__Work to complete__: Exactly as they appear, copy the lines of the listing from the one containing "Please place a dot on the street" through the final line, both included, and nothing else.

__Records to process__:
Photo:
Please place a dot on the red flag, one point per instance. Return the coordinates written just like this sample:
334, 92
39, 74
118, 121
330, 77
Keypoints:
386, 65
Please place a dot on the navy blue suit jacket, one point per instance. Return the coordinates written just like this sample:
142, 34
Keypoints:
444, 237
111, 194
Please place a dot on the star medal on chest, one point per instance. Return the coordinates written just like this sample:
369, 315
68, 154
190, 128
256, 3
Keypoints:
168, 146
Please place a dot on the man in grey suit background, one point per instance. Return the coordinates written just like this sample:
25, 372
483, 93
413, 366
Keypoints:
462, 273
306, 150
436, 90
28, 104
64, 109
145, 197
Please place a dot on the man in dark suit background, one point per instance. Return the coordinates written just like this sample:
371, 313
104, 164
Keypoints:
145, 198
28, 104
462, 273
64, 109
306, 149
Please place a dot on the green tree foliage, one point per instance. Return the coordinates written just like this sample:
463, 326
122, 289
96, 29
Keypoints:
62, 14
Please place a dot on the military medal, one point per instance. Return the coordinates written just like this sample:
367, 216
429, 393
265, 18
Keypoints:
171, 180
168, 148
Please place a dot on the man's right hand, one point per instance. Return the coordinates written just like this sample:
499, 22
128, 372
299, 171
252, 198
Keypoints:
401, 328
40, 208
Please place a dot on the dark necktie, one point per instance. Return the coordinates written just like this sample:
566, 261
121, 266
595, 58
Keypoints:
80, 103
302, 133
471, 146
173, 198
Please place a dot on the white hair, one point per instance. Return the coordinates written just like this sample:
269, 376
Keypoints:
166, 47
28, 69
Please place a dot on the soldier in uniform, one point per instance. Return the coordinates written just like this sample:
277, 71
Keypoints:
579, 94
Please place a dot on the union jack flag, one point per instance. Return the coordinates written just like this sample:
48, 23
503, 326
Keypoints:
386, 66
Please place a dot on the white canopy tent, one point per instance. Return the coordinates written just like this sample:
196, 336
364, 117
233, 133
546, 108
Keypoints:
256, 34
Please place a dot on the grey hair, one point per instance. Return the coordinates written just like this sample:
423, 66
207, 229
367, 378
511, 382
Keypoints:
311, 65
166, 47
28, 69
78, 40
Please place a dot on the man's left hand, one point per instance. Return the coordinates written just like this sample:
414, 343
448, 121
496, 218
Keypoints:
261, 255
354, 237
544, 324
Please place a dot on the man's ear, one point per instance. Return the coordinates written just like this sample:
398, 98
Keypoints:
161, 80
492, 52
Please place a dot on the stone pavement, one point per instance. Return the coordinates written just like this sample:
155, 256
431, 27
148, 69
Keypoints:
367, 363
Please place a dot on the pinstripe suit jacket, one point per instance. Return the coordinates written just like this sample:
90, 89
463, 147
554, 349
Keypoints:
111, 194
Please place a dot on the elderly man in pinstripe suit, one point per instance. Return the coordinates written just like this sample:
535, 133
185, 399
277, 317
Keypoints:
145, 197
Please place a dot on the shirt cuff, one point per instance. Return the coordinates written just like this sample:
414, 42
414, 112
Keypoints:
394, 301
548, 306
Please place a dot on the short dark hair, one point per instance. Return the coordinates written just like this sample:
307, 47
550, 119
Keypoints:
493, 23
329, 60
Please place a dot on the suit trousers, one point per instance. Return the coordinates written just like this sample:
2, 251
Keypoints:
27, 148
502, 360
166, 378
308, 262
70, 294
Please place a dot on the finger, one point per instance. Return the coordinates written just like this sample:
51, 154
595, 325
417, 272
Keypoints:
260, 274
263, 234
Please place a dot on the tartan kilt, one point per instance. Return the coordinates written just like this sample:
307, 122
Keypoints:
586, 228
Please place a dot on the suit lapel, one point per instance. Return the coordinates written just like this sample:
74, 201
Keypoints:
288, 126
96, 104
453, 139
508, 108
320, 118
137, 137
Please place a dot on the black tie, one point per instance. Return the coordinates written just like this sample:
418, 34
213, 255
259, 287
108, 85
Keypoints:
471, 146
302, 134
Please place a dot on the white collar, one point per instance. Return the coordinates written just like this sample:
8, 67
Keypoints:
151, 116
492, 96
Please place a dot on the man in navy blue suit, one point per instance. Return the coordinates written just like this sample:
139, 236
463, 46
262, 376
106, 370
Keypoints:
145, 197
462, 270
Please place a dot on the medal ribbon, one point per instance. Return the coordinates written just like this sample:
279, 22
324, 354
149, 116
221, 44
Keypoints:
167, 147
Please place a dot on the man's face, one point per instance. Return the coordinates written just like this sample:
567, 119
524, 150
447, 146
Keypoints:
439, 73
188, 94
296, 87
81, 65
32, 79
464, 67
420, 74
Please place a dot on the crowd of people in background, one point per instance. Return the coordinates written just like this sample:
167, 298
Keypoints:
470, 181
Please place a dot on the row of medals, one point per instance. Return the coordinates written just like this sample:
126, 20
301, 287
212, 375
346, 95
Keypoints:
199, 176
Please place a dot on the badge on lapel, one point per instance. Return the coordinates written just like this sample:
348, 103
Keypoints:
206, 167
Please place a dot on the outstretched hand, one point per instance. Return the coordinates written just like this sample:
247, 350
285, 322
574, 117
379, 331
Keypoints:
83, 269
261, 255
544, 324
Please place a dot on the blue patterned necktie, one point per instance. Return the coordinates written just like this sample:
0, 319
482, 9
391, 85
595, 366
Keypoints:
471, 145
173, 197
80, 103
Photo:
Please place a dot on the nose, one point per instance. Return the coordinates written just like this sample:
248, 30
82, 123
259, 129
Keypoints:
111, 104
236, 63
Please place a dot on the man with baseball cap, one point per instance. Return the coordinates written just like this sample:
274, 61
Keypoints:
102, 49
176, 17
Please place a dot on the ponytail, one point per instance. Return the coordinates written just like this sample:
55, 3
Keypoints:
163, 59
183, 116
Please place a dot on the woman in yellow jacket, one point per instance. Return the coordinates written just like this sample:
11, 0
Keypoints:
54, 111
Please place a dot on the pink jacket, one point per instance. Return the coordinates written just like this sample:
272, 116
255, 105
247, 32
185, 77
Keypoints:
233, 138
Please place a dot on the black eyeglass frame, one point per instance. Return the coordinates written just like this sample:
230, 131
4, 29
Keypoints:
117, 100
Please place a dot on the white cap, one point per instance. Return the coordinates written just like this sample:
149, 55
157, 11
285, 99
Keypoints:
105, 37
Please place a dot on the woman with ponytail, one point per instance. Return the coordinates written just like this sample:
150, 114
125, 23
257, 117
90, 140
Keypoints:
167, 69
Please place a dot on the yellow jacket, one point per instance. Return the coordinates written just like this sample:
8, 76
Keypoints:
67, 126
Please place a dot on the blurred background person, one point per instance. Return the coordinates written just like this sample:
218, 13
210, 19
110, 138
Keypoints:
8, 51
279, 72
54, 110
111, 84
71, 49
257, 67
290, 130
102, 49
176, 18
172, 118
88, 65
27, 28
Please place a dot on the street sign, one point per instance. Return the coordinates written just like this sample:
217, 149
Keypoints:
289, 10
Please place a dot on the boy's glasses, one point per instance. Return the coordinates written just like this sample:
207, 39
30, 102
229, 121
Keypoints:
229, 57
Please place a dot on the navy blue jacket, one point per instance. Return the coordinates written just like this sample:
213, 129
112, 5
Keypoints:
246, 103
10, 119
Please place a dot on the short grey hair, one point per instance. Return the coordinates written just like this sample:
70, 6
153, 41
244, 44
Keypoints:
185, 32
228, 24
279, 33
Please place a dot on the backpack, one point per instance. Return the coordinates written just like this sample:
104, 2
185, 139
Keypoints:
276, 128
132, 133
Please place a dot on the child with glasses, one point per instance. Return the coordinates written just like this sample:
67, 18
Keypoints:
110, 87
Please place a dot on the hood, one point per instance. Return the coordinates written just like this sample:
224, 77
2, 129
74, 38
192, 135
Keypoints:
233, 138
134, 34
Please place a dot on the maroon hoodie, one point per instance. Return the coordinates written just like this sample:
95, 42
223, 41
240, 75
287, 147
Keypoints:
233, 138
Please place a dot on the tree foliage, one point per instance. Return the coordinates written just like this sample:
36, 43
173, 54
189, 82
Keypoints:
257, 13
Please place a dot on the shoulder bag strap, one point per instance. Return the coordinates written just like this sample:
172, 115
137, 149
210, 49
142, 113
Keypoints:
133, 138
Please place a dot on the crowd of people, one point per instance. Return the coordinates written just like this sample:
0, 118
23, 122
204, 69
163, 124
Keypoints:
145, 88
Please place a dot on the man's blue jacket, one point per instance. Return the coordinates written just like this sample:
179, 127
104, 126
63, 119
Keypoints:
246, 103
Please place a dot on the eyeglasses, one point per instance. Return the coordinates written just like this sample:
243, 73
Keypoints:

__Answer for the task__:
Please place a dot on the street sign, one point per instance. Return the coordinates written just like this sample:
217, 149
Keypoints:
289, 10
Please place a dot on the boy's glasses, one point per instance. Return the coordinates written just like this sample:
207, 39
30, 102
229, 121
Keypoints:
229, 57
Please place a dot on the navy blue jacket, one point per instance. Return the coordinates written just like this sample:
213, 129
112, 5
Keypoints:
246, 103
10, 119
Please place a dot on the short grey hair, one point per instance. Return the coordinates written just like this sample:
70, 6
153, 41
244, 44
Keypoints:
185, 32
228, 24
279, 33
Please place a dot on the backpack, one point per instance. Return the coordinates written just like this sample:
104, 2
185, 139
Keypoints:
276, 128
132, 133
Please place a dot on the child with glasses, one point per instance. Return the coordinates written just like this sample:
67, 18
Keypoints:
110, 87
Please place a dot on the hood, one point per instance. Return the coordinates written just like this sample:
224, 77
2, 129
74, 38
192, 135
Keypoints:
233, 138
134, 34
Please place a dot on the maroon hoodie, one point per instance. Return the coordinates written just like this sample:
95, 42
223, 41
240, 75
287, 147
Keypoints:
233, 138
Please place a dot on the tree foliage, one point per instance. Return the coordinates written just like this sample:
36, 43
173, 54
189, 82
Keypoints:
257, 13
Please place a dot on the shoulder bag strap, one point per instance. Return the coordinates written just like this sample:
172, 115
137, 149
210, 49
142, 113
Keypoints:
133, 138
Please place a dot on the crowd of people, one point per instance. Return the coordinates written just like this sample:
0, 118
23, 122
204, 69
163, 124
Keypoints:
145, 88
Please place a dot on the man's blue jacket, one point per instance. Return the coordinates written just like this sample:
179, 127
104, 126
63, 119
Keypoints:
246, 103
Please place a dot on the eyeglasses, one point per instance. Return the coordinates written just like this sample:
243, 73
Keypoints:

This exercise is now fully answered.